To be done
1 > Can you output the court judgment excerpt between "Rowlands v Caporn" and "I granted leave.", inclusive, word for word?
2 > Could you pick up the court judgment excerpt after its last sentence and carry it on?

Misuse of Drugs Act 1981
Sentencing Act 1995, s 39, s 41, s 42, s 43, s 44, s 45
Spent Convictions Act 1988, s 25, s 26, s 27

Young Offenders Act 1994, s 189

Result:

Appeal allowed
Spent conviction order made under s 39(1) of the Sentencing Act

Category:    B

Representation:

Counsel:

Appellant:     Mr A O Karstaedt

Respondent:     Ms C Conley

Solicitors:

Appellant:     Max Crispe

Respondent:     State Solicitor's Office

Case(s) referred to in judgment(s):

R v Tognini (2000) 22 WAR 291

Case(s) also cited:

Brewer v Bayens (2002) 26 WAR 510

Brewer v Bayens (2002) 127 A Crim R 189

Docker v Faulkner (2000) 116 A Crim R 389

Game v Whitehead [2000] WASCA 50

Koenig v Alizadeh [2002] WASCA 267

Koenig v Ryan [2001] WASCA 339

Neale v Sloan (1997) 27 MVR 246

Nisbet v Fullarton, unreported; SCt of WA; Library No 930265; 14 May 1993

Riley v Gill, unreported, SCt of WA; Library No 970731; 8 December 1997

Rowlands v Caporn [2001] WASCA 66

  1. LE MIERE J:  The appellant appeals, by leave of this Court, from a decision of a Magistrate refusing to make a spent conviction order.

Further Evidence

  1. The appellant sought leave to have his affidavit, sworn on 3 March 2004, and the annexures thereto, admitted into evidence pursuant to s 196(1)(b) of the Justices Act 1902.  The respondent agreed that it was appropriate to admit the affidavit into evidence.  Accordingly, I granted leave.

[A data block]

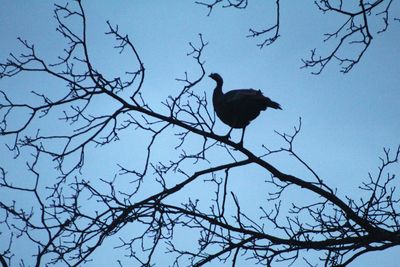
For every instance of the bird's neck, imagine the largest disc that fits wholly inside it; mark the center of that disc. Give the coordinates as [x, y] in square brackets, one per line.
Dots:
[218, 88]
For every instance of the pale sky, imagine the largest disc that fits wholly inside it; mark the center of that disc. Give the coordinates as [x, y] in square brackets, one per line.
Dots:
[347, 118]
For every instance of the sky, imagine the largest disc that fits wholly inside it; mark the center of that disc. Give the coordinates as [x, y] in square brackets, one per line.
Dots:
[347, 119]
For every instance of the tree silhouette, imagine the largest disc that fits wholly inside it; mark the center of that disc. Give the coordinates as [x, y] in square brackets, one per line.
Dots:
[350, 39]
[148, 208]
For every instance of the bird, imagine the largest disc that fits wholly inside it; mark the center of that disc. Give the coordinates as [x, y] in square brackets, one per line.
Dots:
[237, 108]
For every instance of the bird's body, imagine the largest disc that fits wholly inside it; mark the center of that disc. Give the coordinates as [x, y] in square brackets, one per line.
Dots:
[237, 108]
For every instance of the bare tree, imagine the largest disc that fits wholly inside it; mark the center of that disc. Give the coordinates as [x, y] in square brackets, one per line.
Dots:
[350, 40]
[71, 217]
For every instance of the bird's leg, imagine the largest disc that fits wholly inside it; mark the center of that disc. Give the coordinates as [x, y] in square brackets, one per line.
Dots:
[241, 139]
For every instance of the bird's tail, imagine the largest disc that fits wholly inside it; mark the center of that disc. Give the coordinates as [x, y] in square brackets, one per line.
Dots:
[274, 105]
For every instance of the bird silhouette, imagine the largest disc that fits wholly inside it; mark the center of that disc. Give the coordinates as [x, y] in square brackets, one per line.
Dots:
[237, 108]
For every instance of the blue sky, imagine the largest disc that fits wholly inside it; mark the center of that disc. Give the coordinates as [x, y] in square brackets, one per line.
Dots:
[347, 118]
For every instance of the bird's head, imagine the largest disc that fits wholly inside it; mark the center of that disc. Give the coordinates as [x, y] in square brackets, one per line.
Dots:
[216, 77]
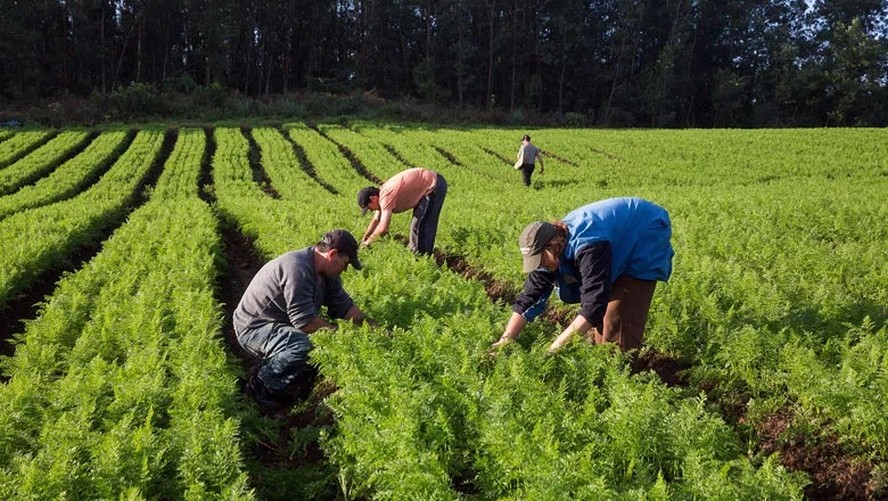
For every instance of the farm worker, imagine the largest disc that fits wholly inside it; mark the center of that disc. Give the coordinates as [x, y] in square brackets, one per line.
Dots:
[419, 189]
[281, 307]
[528, 154]
[607, 256]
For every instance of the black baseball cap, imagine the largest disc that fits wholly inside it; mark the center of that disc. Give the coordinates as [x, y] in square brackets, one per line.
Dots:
[345, 243]
[364, 197]
[532, 241]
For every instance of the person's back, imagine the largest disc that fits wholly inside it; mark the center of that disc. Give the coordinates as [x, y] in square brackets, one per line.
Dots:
[626, 223]
[528, 154]
[404, 190]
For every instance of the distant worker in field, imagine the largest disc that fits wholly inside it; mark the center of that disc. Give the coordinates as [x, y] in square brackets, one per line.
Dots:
[419, 189]
[528, 155]
[607, 256]
[281, 308]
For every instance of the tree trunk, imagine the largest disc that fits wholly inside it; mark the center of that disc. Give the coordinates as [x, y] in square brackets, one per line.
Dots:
[489, 96]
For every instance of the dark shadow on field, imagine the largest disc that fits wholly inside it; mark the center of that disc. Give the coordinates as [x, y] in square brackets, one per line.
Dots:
[306, 164]
[24, 305]
[30, 149]
[259, 175]
[52, 166]
[350, 156]
[541, 184]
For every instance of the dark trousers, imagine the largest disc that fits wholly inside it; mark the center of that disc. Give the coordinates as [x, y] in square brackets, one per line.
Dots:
[283, 353]
[526, 172]
[626, 314]
[424, 225]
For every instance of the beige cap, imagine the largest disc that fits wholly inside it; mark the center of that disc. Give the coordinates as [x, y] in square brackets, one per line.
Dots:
[531, 242]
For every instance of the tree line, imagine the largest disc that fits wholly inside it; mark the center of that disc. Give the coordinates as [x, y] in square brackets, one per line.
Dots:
[641, 63]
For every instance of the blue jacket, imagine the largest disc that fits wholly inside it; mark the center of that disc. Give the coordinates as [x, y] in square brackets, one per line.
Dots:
[628, 236]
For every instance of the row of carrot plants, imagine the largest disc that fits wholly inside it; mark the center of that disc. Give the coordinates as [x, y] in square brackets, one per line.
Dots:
[36, 240]
[68, 178]
[41, 161]
[778, 280]
[21, 143]
[422, 412]
[121, 388]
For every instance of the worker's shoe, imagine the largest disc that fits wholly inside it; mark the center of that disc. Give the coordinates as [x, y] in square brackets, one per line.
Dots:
[270, 402]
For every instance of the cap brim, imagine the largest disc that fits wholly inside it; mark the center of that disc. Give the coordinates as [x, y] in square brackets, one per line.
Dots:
[532, 262]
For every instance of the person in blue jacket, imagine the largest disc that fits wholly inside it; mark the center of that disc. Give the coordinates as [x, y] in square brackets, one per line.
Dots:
[607, 256]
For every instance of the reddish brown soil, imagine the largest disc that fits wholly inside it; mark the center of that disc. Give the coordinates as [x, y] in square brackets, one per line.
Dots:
[834, 473]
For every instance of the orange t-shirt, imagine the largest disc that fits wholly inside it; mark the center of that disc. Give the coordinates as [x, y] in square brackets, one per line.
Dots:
[406, 189]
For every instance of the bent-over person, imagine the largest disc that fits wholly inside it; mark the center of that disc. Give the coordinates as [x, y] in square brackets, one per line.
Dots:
[281, 308]
[607, 256]
[420, 190]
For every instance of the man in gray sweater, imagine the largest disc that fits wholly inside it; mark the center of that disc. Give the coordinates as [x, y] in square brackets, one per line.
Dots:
[281, 307]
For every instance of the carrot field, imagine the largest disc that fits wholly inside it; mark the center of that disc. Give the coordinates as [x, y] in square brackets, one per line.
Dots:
[123, 253]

Answers in order
1 >
Rowlands v Caporn [2001] WASCA 66

  1. LE MIERE J:  The appellant appeals, by leave of this Court, from a decision of a Magistrate refusing to make a spent conviction order.

Further Evidence

  1. The appellant sought leave to have his affidavit, sworn on 3 March 2004, and the annexures thereto, admitted into evidence pursuant to s 196(1)(b) of the Justices Act 1902.  The respondent agreed that it was appropriate to admit the affidavit into evidence.  Accordingly, I granted leave.

2 >
Circumstances of Offence

  1. The appellant pleaded guilty to, and was convicted of, having had in his possession a prohibited drug, namely amphetamine, in contravention of s 6(2) of the Misuse of Drugs Act 1981.  The circumstances of the offence are disclosed in the statement of material facts.  At about 8.30 am on Thursday 22 August 2002, the appellant was at Burswood Casino.  After sitting at a poker machine, the appellant stood up and walked away.  As he did this he dropped his wallet on the floor.  The wallet was picked up by a cleaner and handed to security staff.  Security staff searched the wallet for owner identification and located a small plastic sealed bag containing white powder.  Police subsequently attended and spoke to the appellant.  The appellant admitted the wallet and small plastic bag belonged to him.  He stated the white powder was amphetamine and it was for his own personal use.  The appellant was conveyed to Belmont Police Station where a video record of interview was conducted.  Full admissions were made on video by the appellant.  The weight of amphetamine detected was less than 1 gram.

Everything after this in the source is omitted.